→ Фрагмент текста:
****

Мы знали о наших разногласиях и терпели их, любуясь собственной толерантностью. Но однажды наши литературные вкусы столкнулись на большой дороге. Это случилось на безусловно курортном гавайском острове Мауи. Сбежав с очередного заседания, мы с Лёшей взяли на прокат машину и принялись изучать окрестности. Вдоль острова шла дорога в одну полосу, что меня не удивляло, пока мы не затеяли спор о Петрушевской. Лосев считал ее выдающимся прозаиком нашего времени, я вежливо не соглашался, полагая излишними бесконечные у нее сцены унижения.

****

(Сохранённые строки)
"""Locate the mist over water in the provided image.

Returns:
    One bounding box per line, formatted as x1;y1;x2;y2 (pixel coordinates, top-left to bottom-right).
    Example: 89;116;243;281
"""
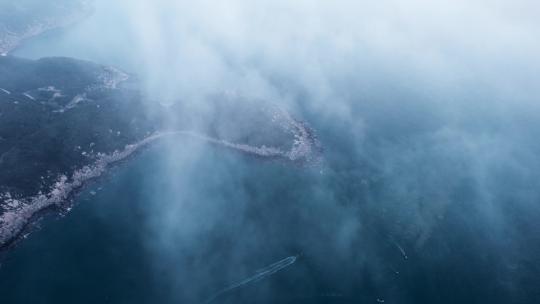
0;0;540;303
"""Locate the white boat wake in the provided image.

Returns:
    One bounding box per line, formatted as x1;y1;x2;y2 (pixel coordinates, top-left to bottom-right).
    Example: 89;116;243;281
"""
0;110;321;249
204;256;298;304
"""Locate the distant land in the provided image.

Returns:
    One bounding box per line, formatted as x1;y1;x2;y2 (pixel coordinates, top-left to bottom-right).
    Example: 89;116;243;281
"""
0;0;92;56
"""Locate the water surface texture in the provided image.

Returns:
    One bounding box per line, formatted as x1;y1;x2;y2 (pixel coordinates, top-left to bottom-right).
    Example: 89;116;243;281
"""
0;0;540;304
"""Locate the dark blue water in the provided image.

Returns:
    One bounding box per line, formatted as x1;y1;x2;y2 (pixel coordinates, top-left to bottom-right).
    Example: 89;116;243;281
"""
0;1;540;303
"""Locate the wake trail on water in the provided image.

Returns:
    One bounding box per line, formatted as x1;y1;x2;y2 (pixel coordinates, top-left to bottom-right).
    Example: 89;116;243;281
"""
0;105;321;249
204;256;298;304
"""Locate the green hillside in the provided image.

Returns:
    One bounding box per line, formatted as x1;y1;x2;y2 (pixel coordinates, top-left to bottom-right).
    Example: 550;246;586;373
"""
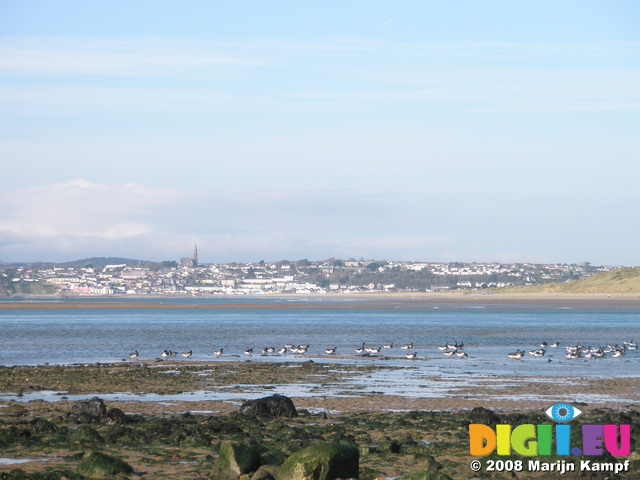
506;267;640;293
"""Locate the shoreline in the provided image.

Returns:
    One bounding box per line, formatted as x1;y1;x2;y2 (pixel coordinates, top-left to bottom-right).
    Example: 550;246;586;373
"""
0;292;640;309
0;361;640;480
0;359;640;413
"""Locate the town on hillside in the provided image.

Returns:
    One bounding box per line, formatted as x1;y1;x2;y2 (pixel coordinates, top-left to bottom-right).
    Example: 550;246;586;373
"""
0;248;615;297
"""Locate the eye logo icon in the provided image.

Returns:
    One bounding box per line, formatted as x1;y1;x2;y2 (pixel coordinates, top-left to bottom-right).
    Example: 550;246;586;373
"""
544;403;582;423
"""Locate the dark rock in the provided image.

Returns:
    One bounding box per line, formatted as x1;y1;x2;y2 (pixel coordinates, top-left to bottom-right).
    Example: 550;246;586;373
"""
251;465;280;480
238;395;298;418
69;397;107;423
78;452;133;478
467;407;500;426
106;408;131;425
214;441;260;478
29;418;58;433
71;425;105;443
260;448;287;465
398;470;453;480
278;444;360;480
413;454;442;472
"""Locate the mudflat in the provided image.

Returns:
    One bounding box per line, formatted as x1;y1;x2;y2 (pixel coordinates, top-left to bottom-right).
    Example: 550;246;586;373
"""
0;360;640;480
0;293;640;309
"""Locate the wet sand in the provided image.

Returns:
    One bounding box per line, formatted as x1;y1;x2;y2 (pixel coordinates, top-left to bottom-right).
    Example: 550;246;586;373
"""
0;293;640;309
0;360;640;480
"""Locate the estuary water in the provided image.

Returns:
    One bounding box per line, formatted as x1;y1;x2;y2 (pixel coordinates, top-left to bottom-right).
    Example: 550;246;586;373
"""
0;297;640;377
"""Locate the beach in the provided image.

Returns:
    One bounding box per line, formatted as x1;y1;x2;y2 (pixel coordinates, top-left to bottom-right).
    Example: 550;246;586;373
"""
0;360;640;479
0;294;640;480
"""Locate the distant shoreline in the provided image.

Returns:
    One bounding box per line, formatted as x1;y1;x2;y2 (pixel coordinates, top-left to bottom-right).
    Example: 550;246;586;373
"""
0;292;640;309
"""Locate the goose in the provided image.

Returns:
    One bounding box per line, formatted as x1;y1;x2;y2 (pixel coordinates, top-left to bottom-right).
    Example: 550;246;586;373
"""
611;347;626;358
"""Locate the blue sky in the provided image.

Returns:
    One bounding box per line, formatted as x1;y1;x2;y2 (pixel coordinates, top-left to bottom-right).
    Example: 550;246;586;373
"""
0;0;640;265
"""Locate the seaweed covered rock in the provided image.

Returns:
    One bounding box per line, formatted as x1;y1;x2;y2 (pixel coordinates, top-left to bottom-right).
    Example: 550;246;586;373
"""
213;441;260;478
238;395;298;418
29;417;58;433
398;470;453;480
68;397;107;423
71;425;105;443
467;407;500;426
78;452;133;478
278;444;360;480
106;408;131;425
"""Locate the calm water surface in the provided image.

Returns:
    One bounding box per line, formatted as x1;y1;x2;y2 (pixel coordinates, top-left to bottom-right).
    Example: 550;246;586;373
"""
0;298;640;376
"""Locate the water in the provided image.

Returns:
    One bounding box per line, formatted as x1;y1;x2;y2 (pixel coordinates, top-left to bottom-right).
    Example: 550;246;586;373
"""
0;298;640;376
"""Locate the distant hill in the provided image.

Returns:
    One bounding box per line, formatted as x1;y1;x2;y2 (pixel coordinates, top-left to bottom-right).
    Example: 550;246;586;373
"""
506;267;640;293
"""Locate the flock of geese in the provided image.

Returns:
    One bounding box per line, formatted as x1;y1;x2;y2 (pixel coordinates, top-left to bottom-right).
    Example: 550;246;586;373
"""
129;341;638;362
129;342;468;360
507;340;638;362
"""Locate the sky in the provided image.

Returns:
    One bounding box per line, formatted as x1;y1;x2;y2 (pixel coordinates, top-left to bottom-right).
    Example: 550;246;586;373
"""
0;0;640;266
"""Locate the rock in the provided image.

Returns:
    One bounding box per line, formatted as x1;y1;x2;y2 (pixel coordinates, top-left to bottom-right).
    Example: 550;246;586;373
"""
214;441;260;478
398;470;453;480
78;452;133;478
106;408;131;425
69;397;107;423
278;444;360;480
71;425;105;443
29;417;58;433
238;395;298;418
251;465;279;480
412;454;442;472
467;407;500;426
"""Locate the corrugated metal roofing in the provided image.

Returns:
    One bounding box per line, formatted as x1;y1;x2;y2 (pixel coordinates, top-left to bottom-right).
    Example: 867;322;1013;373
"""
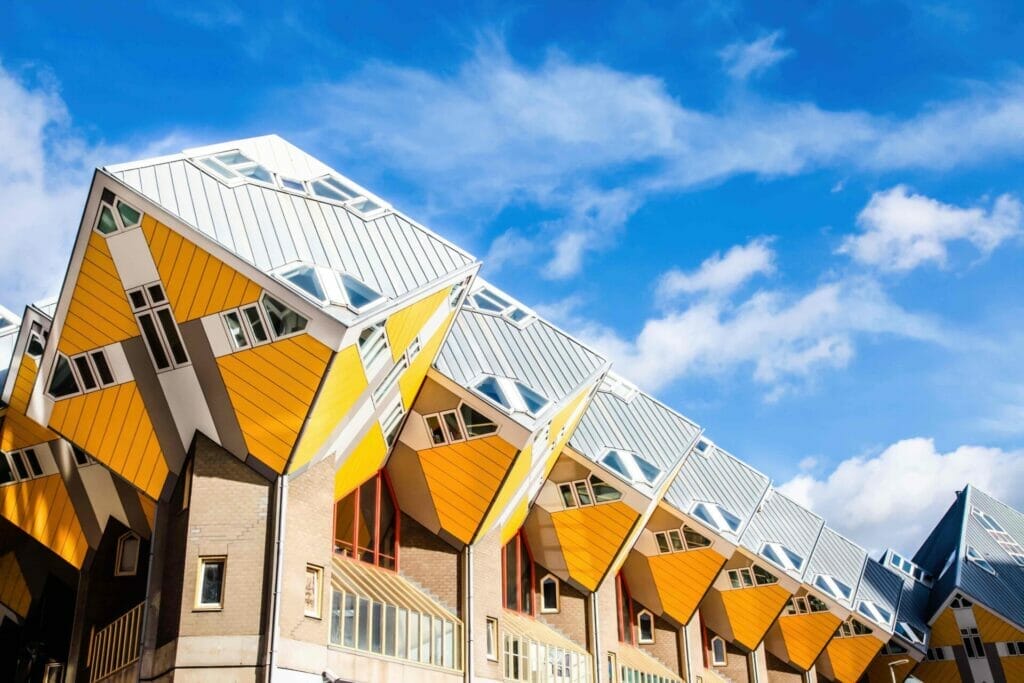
665;446;771;530
569;382;700;479
434;307;607;417
854;560;903;632
958;486;1024;626
109;135;474;321
804;526;867;606
741;489;824;579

****

→ Набор заданий:
1 - Переведите на английский язык предложение из фрагмента текста: «Это случилось на безусловно курортном гавайском острове Мауи».
2 - Каким писателем Лосев считал Петрушевскую, если судить по фрагменту о поездке по острову Мауи?
3 - Выпишите из фрагмента текста отрывок, начинающийся словами «Мы знали о наших» и заканчивающийся словами «нее сцены унижения.» (включая их).

→ Ответы:
1 - It happened on the unquestionably resort island of Maui in Hawaii.

2 - Выдающимся прозаиком нашего времени.

3 -
Мы знали о наших разногласиях и терпели их, любуясь собственной толерантностью. Но однажды наши литературные вкусы столкнулись на большой дороге. Это случилось на безусловно курортном гавайском острове Мауи. Сбежав с очередного заседания, мы с Лёшей взяли на прокат машину и принялись изучать окрестности. Вдоль острова шла дорога в одну полосу, что меня не удивляло, пока мы не затеяли спор о Петрушевской. Лосев считал ее выдающимся прозаиком нашего времени, я вежливо не соглашался, полагая излишними бесконечные у нее сцены унижения.